# Required task
Leave out pictures; repeat exactly the lines from the "Target: curb" line through the last of the data below.

# Exercise materials
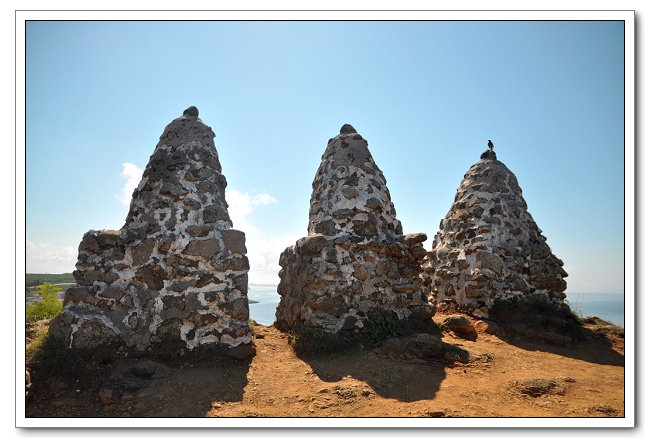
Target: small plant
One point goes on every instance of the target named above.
(310, 340)
(346, 391)
(380, 327)
(53, 359)
(48, 307)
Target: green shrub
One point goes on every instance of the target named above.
(380, 327)
(310, 340)
(52, 358)
(48, 307)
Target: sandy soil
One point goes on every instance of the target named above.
(513, 378)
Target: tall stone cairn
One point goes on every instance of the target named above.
(489, 247)
(355, 264)
(175, 276)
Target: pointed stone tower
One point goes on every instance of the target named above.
(489, 247)
(175, 276)
(355, 265)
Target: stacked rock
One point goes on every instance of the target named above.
(176, 275)
(355, 264)
(489, 247)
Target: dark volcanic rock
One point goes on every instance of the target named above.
(489, 247)
(355, 265)
(146, 286)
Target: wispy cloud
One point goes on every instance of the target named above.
(49, 258)
(133, 175)
(263, 250)
(241, 205)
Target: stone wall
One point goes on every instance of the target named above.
(355, 264)
(176, 274)
(489, 247)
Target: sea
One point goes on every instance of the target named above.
(609, 307)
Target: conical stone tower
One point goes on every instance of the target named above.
(175, 276)
(355, 265)
(489, 247)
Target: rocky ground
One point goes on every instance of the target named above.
(490, 376)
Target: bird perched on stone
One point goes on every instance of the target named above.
(347, 129)
(191, 111)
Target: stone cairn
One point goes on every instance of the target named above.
(489, 247)
(355, 264)
(176, 275)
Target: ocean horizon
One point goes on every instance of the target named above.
(609, 307)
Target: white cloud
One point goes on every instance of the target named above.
(240, 206)
(133, 175)
(263, 249)
(45, 258)
(263, 199)
(264, 257)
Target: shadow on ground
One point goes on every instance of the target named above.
(587, 345)
(407, 368)
(193, 388)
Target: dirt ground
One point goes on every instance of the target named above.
(498, 378)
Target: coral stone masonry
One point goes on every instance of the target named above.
(175, 276)
(489, 247)
(355, 264)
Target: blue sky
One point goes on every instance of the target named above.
(426, 96)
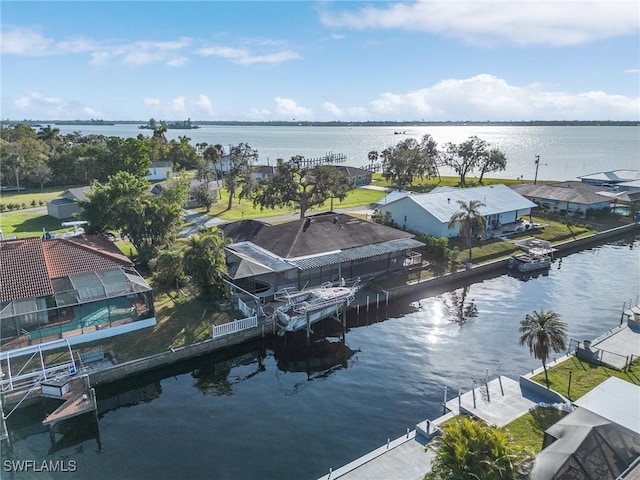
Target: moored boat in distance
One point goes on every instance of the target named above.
(539, 256)
(306, 307)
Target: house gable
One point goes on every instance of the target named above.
(321, 233)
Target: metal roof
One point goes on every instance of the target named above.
(615, 176)
(356, 253)
(249, 250)
(444, 204)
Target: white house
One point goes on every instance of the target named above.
(160, 170)
(429, 213)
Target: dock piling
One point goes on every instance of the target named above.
(473, 392)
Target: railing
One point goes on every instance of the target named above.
(246, 309)
(235, 326)
(27, 380)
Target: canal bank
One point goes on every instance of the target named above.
(301, 414)
(372, 296)
(498, 402)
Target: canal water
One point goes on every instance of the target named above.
(277, 411)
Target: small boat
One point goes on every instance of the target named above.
(307, 307)
(529, 262)
(77, 231)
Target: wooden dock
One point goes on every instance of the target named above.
(81, 399)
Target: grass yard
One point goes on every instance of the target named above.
(27, 223)
(528, 430)
(244, 209)
(584, 376)
(182, 319)
(30, 195)
(425, 185)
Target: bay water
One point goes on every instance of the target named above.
(566, 152)
(277, 410)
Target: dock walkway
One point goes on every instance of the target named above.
(80, 400)
(499, 402)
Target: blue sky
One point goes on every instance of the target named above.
(304, 60)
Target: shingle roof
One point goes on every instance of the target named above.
(28, 265)
(323, 233)
(242, 230)
(23, 270)
(443, 204)
(574, 192)
(352, 171)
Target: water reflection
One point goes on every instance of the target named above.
(346, 393)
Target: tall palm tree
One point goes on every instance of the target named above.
(471, 221)
(542, 332)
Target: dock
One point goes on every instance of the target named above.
(80, 399)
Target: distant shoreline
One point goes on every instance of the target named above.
(530, 123)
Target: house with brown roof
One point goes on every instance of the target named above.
(79, 289)
(573, 198)
(308, 252)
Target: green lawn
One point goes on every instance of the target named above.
(29, 195)
(425, 185)
(244, 209)
(26, 223)
(528, 430)
(584, 376)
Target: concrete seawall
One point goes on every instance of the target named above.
(265, 327)
(141, 365)
(462, 277)
(134, 367)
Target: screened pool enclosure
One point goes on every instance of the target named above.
(84, 305)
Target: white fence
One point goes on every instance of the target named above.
(235, 326)
(246, 309)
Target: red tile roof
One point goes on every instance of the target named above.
(28, 265)
(23, 270)
(66, 256)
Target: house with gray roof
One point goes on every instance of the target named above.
(263, 258)
(611, 178)
(66, 205)
(561, 198)
(159, 170)
(429, 213)
(599, 440)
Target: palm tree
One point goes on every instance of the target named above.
(471, 221)
(542, 332)
(471, 449)
(50, 136)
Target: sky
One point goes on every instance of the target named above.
(434, 60)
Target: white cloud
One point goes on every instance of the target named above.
(30, 42)
(487, 97)
(39, 106)
(258, 114)
(544, 22)
(289, 109)
(181, 107)
(243, 56)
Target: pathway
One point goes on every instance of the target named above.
(499, 402)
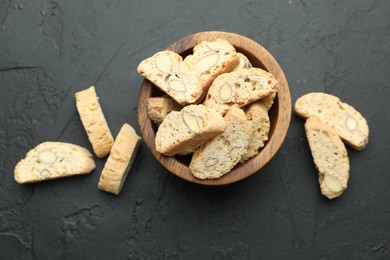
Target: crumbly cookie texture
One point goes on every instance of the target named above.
(176, 78)
(240, 88)
(212, 58)
(119, 162)
(160, 107)
(345, 120)
(268, 101)
(330, 157)
(220, 154)
(94, 122)
(258, 115)
(53, 160)
(182, 132)
(243, 62)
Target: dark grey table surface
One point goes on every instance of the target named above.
(51, 49)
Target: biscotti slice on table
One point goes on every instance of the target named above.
(243, 62)
(348, 123)
(220, 154)
(160, 107)
(182, 132)
(330, 157)
(176, 78)
(258, 115)
(94, 122)
(53, 160)
(268, 101)
(240, 88)
(120, 160)
(212, 58)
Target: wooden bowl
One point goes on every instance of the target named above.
(280, 113)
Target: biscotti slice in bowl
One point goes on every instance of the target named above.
(53, 160)
(176, 78)
(119, 162)
(268, 101)
(212, 58)
(220, 154)
(160, 107)
(243, 62)
(240, 88)
(330, 157)
(257, 114)
(94, 121)
(182, 132)
(345, 120)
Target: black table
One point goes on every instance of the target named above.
(49, 50)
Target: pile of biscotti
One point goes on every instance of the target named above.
(53, 160)
(215, 106)
(329, 123)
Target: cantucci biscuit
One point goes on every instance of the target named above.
(330, 157)
(243, 62)
(160, 107)
(120, 160)
(53, 160)
(212, 58)
(220, 154)
(94, 122)
(348, 123)
(182, 132)
(240, 88)
(258, 115)
(168, 72)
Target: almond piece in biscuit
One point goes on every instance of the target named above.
(94, 122)
(212, 58)
(120, 160)
(168, 72)
(330, 157)
(243, 62)
(258, 115)
(160, 107)
(182, 132)
(346, 121)
(240, 88)
(53, 160)
(220, 154)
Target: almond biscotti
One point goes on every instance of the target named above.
(182, 132)
(94, 122)
(176, 78)
(257, 114)
(346, 121)
(240, 88)
(120, 160)
(160, 107)
(220, 154)
(212, 58)
(53, 160)
(330, 157)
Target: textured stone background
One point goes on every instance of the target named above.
(51, 49)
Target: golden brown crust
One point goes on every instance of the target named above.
(345, 120)
(330, 157)
(183, 132)
(120, 160)
(53, 160)
(220, 154)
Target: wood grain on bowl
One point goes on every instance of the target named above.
(280, 113)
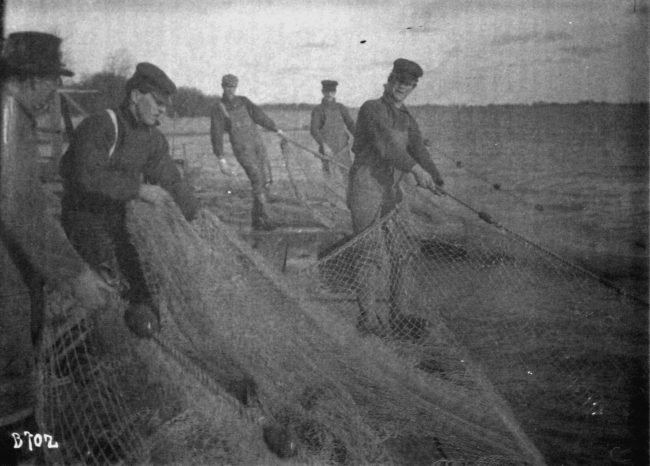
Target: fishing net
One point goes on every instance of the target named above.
(476, 348)
(483, 351)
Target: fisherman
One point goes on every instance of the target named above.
(329, 122)
(115, 156)
(34, 250)
(237, 116)
(387, 145)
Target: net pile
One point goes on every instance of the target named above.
(482, 350)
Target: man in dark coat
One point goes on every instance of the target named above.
(34, 250)
(387, 145)
(238, 116)
(329, 122)
(116, 156)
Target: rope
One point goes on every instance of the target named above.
(207, 381)
(459, 164)
(313, 152)
(488, 219)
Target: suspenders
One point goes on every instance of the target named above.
(111, 113)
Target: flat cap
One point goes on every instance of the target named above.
(149, 78)
(407, 69)
(329, 85)
(229, 80)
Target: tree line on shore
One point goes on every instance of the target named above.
(106, 89)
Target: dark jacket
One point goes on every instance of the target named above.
(32, 239)
(94, 182)
(377, 142)
(220, 123)
(331, 111)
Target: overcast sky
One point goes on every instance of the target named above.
(473, 52)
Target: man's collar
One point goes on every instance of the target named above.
(225, 98)
(390, 102)
(131, 119)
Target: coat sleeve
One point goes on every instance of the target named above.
(317, 121)
(33, 236)
(347, 119)
(258, 116)
(419, 152)
(91, 168)
(218, 127)
(161, 170)
(374, 129)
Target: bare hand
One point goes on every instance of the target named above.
(422, 177)
(152, 193)
(327, 151)
(225, 167)
(91, 290)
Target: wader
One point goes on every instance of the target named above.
(336, 138)
(250, 152)
(372, 197)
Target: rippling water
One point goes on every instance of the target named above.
(572, 177)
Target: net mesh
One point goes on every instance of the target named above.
(474, 348)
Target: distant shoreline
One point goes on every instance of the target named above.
(305, 106)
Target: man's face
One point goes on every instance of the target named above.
(229, 91)
(400, 88)
(148, 108)
(329, 95)
(39, 92)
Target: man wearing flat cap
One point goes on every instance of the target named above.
(116, 156)
(329, 122)
(238, 116)
(387, 145)
(34, 250)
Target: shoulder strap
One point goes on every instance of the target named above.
(111, 113)
(224, 109)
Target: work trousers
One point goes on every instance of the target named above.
(253, 158)
(102, 240)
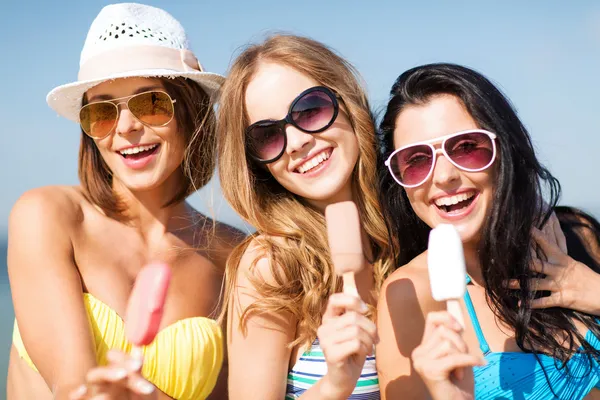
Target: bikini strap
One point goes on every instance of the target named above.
(485, 348)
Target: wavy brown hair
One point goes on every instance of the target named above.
(196, 121)
(290, 232)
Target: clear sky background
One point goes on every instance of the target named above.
(545, 55)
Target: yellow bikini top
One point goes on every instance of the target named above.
(184, 360)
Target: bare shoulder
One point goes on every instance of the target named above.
(48, 204)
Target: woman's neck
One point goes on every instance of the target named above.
(473, 263)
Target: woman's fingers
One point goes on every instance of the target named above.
(102, 375)
(437, 318)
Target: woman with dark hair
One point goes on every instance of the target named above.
(458, 154)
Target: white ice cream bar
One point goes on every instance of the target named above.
(446, 263)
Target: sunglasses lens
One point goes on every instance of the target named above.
(265, 142)
(152, 108)
(314, 111)
(471, 151)
(412, 164)
(98, 119)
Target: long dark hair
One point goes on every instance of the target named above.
(582, 232)
(518, 205)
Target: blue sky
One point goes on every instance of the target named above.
(545, 55)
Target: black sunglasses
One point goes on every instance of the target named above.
(313, 111)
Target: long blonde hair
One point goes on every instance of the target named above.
(291, 233)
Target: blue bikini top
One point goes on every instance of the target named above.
(520, 376)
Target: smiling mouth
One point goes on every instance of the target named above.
(455, 204)
(139, 152)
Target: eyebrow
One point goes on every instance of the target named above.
(100, 97)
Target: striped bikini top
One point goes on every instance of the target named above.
(312, 366)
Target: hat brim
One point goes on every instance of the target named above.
(66, 99)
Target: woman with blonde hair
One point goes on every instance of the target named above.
(295, 134)
(147, 142)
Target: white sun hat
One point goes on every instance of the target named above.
(131, 40)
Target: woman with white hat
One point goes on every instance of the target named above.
(144, 105)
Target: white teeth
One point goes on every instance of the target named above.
(451, 200)
(313, 162)
(135, 150)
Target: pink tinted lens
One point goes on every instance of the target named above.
(265, 142)
(474, 150)
(412, 164)
(313, 111)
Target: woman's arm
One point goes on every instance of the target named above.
(46, 288)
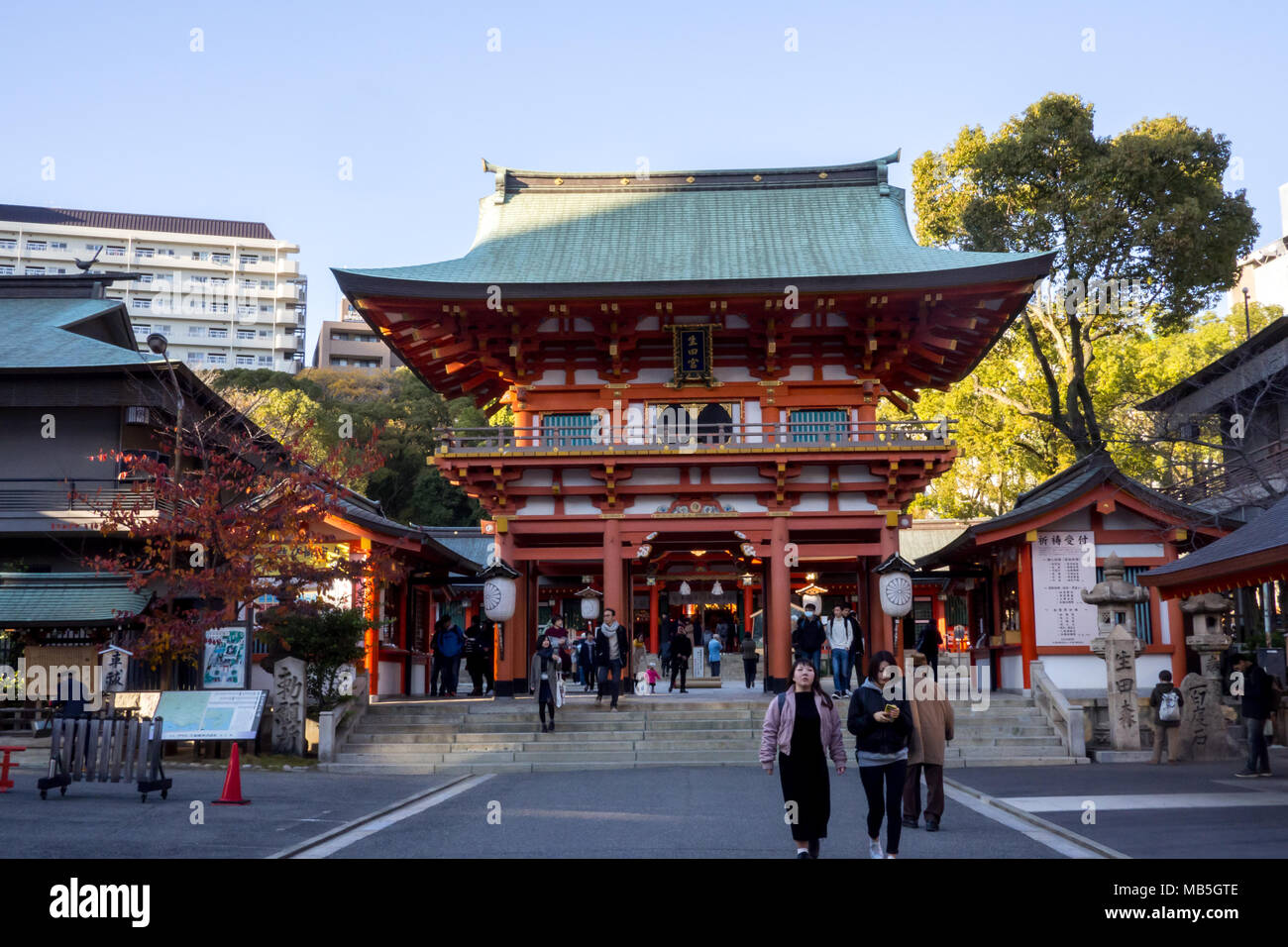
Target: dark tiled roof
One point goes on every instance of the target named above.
(67, 598)
(1265, 534)
(107, 219)
(542, 228)
(1267, 337)
(1078, 478)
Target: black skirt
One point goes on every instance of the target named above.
(804, 774)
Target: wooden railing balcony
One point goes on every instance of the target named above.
(698, 438)
(34, 495)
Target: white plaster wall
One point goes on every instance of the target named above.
(656, 476)
(648, 502)
(579, 505)
(1127, 519)
(1078, 519)
(1012, 671)
(539, 506)
(858, 474)
(734, 474)
(390, 678)
(533, 476)
(1129, 551)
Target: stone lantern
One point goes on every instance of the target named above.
(1203, 725)
(1117, 643)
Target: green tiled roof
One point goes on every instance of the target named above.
(844, 221)
(52, 334)
(30, 599)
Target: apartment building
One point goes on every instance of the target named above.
(351, 343)
(224, 292)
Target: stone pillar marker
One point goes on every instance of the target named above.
(290, 701)
(1203, 725)
(1119, 644)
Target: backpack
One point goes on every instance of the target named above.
(450, 643)
(1168, 707)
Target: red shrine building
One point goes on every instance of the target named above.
(694, 363)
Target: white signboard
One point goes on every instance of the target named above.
(210, 714)
(1064, 564)
(226, 657)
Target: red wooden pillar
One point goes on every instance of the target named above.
(1028, 620)
(778, 598)
(652, 620)
(613, 592)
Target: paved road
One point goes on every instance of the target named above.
(666, 812)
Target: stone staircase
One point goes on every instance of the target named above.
(419, 736)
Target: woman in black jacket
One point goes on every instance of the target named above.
(881, 719)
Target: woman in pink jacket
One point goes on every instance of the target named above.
(803, 727)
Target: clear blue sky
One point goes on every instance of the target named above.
(256, 125)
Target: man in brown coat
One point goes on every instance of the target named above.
(932, 728)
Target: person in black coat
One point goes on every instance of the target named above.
(682, 650)
(881, 720)
(1260, 698)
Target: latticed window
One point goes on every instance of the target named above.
(816, 425)
(570, 431)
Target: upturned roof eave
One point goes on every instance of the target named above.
(356, 283)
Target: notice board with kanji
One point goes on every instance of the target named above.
(1064, 564)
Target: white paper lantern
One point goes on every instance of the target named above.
(498, 598)
(896, 590)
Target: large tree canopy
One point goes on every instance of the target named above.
(1142, 228)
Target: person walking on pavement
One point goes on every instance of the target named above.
(587, 663)
(931, 729)
(544, 680)
(803, 729)
(682, 647)
(928, 646)
(612, 652)
(748, 660)
(1167, 701)
(855, 647)
(881, 722)
(840, 638)
(1258, 703)
(809, 638)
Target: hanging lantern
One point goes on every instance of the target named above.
(812, 595)
(589, 603)
(498, 590)
(896, 585)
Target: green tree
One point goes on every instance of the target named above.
(1142, 213)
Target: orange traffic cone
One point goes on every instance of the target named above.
(232, 783)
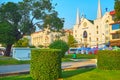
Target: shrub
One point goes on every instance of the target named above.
(59, 44)
(45, 64)
(108, 60)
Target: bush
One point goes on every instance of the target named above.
(45, 64)
(59, 44)
(108, 60)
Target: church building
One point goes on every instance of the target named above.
(93, 33)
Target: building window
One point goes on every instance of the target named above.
(75, 31)
(89, 38)
(85, 34)
(116, 36)
(106, 25)
(97, 39)
(115, 26)
(96, 27)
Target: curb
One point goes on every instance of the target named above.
(27, 72)
(74, 68)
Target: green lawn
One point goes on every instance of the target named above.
(67, 58)
(80, 74)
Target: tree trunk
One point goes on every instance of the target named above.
(8, 50)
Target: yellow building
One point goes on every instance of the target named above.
(45, 37)
(93, 33)
(114, 31)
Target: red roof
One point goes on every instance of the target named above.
(112, 12)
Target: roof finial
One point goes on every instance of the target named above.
(78, 17)
(99, 12)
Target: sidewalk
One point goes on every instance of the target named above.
(20, 69)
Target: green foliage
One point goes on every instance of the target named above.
(11, 61)
(45, 64)
(6, 30)
(24, 17)
(71, 41)
(108, 60)
(40, 46)
(117, 10)
(32, 46)
(24, 42)
(59, 44)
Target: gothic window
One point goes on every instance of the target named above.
(85, 34)
(84, 24)
(97, 32)
(96, 27)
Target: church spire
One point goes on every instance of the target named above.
(99, 12)
(78, 17)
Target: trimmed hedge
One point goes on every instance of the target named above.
(45, 64)
(59, 44)
(108, 60)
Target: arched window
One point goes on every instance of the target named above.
(85, 34)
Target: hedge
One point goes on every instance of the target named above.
(45, 64)
(108, 60)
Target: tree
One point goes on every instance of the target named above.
(59, 44)
(117, 10)
(9, 20)
(71, 41)
(24, 42)
(25, 16)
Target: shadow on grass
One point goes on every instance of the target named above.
(66, 74)
(19, 77)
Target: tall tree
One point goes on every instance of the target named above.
(71, 41)
(25, 16)
(117, 10)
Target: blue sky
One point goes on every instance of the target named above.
(67, 9)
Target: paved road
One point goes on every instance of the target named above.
(26, 67)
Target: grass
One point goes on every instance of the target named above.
(11, 61)
(80, 74)
(67, 58)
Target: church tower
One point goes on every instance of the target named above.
(77, 18)
(99, 12)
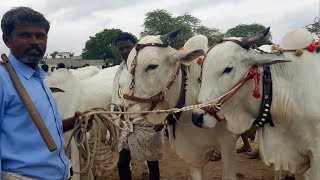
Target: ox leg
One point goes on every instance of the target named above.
(229, 157)
(313, 173)
(75, 160)
(196, 173)
(277, 175)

# Full answer
Target: curb
One point goes on every instance of the target named above.
(27, 72)
(74, 68)
Target: green lawn
One point goes on every instance of the target named above.
(67, 58)
(80, 74)
Target: tree trunk
One point goes on every instance of the target named above.
(8, 50)
Target: yellow building
One point goes on every instance of the target named above.
(45, 37)
(93, 33)
(114, 31)
Target: red roof
One point goes on every instance of the target named above.
(112, 12)
Target: roof finial
One point goes on every instance of the target named above.
(78, 17)
(99, 12)
Target: sidewalk
One point goes on every instance of the target named above.
(20, 69)
Target: green foliage
One point goes on every instance of the target named above.
(11, 61)
(45, 64)
(6, 30)
(24, 17)
(71, 41)
(108, 60)
(40, 46)
(117, 10)
(32, 46)
(24, 42)
(59, 44)
Target: gothic window
One point goes on every instance of the target named above.
(85, 34)
(84, 24)
(97, 32)
(96, 27)
Target: church spire
One point goes on every instance of the target named above.
(99, 12)
(78, 17)
Target: trimmed hedge
One point goes on every instance of the target named above.
(45, 64)
(59, 44)
(108, 60)
Target: arched window
One point goes on every instance of the target named above.
(85, 34)
Target: hedge
One point goes on every instance of the target named above.
(45, 64)
(108, 60)
Target: tree
One point goes on every instance of the target named above.
(59, 44)
(117, 10)
(9, 20)
(71, 41)
(24, 42)
(25, 16)
Target: shadow on grass
One point goes on every instance of the target named above.
(66, 74)
(19, 77)
Target: tall tree
One point goes on every instance of the target named above.
(71, 41)
(25, 16)
(117, 10)
Target: blue sky
One point goes on every instance of the target named above.
(67, 9)
Target: paved road
One point goes on every instance of the target named above.
(26, 67)
Target: grass
One point goes on every instance of the target named above.
(11, 61)
(80, 74)
(67, 58)
Target: church tower
One point goes on every instance of the target named above.
(77, 18)
(99, 12)
Target: ox leg
One point goes on every instance of the target named above.
(229, 157)
(313, 173)
(75, 160)
(196, 173)
(277, 175)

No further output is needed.